Study material:
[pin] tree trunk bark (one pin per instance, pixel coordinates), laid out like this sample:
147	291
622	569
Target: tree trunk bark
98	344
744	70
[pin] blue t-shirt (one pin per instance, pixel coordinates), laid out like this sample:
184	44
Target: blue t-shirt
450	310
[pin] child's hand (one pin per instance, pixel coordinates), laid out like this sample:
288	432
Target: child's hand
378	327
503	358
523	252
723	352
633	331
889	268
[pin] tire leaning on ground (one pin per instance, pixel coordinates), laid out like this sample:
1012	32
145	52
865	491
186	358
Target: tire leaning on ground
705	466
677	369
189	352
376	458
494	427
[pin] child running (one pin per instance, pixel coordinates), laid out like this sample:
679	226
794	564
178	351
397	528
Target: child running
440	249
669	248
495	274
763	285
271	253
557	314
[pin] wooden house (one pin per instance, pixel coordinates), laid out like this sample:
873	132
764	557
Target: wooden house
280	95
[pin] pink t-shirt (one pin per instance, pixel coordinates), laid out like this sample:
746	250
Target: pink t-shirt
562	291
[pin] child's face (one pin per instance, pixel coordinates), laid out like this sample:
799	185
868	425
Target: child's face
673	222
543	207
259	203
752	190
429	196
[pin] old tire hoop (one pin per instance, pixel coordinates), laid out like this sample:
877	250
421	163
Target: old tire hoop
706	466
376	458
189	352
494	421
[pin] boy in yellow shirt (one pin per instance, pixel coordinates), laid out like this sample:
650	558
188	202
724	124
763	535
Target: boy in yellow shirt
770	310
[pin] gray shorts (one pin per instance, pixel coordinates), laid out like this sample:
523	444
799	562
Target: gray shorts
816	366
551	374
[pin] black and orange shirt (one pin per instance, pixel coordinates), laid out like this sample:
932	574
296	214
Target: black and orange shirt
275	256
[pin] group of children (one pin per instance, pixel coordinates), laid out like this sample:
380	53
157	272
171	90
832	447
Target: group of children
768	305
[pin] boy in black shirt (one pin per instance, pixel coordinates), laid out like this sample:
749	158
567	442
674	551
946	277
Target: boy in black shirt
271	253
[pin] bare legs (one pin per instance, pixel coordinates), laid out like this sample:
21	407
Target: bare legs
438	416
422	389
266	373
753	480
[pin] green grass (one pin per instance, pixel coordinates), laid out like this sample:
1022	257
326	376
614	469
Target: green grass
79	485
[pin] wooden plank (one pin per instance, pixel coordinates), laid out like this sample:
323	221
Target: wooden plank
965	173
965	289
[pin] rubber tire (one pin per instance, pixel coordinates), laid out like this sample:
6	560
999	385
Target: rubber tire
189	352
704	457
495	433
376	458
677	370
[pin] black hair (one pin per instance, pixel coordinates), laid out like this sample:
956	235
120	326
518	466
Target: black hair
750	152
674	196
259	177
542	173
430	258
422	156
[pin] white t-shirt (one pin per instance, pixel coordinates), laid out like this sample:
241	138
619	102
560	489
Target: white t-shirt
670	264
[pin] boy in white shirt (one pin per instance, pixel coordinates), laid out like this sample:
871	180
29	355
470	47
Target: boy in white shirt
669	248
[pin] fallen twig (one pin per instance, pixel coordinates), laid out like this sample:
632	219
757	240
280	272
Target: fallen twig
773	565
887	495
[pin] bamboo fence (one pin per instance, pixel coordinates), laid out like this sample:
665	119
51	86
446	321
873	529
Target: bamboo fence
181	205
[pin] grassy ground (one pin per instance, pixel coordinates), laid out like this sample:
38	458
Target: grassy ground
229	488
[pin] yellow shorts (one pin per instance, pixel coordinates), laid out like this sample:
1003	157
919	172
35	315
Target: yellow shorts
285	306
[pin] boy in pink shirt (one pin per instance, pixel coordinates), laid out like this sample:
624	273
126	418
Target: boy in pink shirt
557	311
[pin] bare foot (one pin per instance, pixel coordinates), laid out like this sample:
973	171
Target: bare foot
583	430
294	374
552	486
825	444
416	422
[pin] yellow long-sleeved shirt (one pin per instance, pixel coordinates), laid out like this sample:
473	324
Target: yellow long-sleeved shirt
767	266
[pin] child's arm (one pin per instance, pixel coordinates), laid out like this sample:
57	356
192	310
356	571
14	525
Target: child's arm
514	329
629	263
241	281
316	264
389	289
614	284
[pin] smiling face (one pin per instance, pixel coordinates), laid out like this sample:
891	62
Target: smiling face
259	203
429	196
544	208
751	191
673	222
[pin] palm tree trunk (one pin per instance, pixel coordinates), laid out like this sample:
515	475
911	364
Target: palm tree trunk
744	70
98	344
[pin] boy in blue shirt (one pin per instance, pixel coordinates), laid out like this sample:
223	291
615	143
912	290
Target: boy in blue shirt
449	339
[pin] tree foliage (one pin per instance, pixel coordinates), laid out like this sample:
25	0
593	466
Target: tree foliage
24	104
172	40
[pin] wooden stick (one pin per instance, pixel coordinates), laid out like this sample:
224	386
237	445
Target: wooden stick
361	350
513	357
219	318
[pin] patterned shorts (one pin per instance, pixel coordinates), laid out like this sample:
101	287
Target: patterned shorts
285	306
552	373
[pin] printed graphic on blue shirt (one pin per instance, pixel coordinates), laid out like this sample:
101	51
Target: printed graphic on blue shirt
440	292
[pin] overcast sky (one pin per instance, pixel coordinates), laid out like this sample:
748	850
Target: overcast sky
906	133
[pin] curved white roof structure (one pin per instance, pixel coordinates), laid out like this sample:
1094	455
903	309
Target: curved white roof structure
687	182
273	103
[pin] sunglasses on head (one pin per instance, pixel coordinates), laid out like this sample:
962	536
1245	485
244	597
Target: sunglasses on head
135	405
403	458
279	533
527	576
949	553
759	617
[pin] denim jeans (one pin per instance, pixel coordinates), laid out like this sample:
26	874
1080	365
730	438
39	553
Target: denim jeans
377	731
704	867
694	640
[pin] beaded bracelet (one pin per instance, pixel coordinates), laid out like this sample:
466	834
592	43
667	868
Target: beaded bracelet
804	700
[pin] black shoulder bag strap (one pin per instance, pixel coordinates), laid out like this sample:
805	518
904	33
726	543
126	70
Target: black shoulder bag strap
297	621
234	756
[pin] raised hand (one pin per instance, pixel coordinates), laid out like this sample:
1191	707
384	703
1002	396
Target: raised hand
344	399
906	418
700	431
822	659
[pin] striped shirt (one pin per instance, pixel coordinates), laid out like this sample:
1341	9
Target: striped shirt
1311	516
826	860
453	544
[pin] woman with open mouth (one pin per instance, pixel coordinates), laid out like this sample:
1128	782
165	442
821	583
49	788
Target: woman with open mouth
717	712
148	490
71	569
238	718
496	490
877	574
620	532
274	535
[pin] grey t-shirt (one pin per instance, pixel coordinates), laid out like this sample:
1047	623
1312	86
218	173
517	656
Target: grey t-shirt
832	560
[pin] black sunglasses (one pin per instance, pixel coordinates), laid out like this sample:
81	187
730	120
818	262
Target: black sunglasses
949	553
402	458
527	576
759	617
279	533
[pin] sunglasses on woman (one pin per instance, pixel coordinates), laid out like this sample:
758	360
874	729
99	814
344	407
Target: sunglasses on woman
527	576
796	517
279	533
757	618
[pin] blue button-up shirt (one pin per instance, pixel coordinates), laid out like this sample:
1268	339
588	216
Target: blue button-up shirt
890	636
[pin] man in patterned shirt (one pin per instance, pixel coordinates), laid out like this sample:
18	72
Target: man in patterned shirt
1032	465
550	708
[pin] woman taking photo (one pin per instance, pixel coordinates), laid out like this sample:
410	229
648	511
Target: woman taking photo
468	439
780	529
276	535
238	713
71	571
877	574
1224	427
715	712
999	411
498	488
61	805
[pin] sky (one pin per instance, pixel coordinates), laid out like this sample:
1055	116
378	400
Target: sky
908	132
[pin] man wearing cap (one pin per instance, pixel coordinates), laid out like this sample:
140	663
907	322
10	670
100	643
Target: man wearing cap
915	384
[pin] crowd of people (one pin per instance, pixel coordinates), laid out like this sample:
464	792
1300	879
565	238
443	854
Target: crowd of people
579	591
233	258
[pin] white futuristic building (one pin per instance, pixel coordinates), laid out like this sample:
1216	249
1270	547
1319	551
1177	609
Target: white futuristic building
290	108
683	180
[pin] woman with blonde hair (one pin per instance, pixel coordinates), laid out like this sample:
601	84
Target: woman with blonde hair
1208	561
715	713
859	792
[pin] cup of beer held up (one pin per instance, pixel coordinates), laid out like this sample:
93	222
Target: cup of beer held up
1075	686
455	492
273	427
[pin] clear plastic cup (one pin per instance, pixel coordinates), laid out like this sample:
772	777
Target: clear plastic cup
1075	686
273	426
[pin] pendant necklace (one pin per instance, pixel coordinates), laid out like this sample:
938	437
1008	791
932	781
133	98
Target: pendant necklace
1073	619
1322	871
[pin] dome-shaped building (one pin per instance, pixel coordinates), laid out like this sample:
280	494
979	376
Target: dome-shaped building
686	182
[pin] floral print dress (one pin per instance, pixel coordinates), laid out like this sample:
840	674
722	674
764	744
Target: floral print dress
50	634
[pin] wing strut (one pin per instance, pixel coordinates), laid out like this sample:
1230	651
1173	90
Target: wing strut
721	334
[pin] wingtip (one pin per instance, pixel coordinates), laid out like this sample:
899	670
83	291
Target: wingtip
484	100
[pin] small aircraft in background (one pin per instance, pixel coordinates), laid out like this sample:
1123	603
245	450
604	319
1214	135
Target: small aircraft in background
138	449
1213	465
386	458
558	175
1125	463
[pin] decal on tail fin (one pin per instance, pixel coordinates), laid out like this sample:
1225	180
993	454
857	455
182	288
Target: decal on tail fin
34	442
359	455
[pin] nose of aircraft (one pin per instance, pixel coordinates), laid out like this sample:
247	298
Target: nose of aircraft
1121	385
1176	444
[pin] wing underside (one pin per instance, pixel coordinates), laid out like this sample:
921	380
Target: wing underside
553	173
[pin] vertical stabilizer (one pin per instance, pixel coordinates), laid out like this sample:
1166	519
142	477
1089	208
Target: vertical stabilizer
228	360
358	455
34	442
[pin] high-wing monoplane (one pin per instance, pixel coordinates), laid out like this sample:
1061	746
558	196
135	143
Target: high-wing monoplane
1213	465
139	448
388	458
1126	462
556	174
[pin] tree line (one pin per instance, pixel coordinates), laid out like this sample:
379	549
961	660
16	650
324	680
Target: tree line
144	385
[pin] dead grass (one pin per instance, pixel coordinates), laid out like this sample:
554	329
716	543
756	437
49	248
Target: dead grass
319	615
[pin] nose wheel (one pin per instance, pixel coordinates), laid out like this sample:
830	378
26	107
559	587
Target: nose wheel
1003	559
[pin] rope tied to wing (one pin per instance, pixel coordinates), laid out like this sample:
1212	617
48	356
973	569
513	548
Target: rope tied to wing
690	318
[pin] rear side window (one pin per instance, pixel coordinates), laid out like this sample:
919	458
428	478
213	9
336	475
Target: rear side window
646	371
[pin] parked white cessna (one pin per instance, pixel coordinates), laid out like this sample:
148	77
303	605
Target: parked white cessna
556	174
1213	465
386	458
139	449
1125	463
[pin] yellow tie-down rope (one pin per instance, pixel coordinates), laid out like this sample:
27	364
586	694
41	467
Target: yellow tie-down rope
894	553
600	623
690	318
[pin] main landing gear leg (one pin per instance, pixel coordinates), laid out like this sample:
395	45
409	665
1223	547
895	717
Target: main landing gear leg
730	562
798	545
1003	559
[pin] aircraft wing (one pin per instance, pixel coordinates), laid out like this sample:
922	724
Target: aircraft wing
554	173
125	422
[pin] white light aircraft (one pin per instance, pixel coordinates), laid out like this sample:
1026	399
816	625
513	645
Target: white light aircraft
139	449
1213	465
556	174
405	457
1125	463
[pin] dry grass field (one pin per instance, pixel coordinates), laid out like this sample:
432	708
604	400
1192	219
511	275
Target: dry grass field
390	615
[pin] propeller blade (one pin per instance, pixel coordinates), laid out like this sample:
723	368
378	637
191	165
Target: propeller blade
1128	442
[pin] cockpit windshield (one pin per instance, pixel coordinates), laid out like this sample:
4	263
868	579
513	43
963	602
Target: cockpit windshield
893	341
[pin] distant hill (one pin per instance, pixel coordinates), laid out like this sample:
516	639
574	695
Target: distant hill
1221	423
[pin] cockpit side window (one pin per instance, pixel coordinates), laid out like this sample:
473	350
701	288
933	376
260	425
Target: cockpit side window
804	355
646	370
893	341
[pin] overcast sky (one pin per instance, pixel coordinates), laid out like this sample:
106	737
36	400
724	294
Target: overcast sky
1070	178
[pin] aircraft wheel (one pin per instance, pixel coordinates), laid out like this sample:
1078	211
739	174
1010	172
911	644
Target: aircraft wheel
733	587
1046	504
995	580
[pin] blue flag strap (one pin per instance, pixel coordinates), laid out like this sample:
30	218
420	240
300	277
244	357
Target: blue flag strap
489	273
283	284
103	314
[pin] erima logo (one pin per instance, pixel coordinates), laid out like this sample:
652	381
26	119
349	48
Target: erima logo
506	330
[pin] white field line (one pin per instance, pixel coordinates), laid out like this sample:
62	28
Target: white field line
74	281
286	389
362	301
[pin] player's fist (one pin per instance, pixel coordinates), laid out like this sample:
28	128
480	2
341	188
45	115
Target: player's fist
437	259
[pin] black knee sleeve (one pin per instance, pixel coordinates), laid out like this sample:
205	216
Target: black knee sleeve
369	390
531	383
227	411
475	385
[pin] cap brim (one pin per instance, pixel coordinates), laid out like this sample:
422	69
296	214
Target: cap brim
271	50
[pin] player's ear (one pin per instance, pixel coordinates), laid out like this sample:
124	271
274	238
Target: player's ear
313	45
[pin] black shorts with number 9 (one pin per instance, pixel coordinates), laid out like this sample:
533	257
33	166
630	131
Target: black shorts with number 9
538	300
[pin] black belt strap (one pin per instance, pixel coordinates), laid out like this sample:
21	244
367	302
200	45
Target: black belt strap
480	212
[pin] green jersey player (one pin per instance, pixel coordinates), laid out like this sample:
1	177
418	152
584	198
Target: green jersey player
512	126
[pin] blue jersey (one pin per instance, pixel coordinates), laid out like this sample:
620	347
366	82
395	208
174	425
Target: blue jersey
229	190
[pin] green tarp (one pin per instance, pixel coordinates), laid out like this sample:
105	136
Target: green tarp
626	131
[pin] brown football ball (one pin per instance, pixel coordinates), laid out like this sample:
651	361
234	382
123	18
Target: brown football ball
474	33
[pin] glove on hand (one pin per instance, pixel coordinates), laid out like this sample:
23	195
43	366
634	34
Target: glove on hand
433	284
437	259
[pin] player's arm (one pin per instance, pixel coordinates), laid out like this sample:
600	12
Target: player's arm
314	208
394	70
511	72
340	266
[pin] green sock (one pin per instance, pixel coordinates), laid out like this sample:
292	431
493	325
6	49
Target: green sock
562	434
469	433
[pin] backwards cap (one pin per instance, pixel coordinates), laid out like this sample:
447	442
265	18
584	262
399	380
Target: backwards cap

Problem to work on:
What lines in the data hold the word "backwards"? Return them.

Problem solution:
[pin] backwards cap (one pin per instance, pixel coordinates), laid out like this sample:
Target: backwards cap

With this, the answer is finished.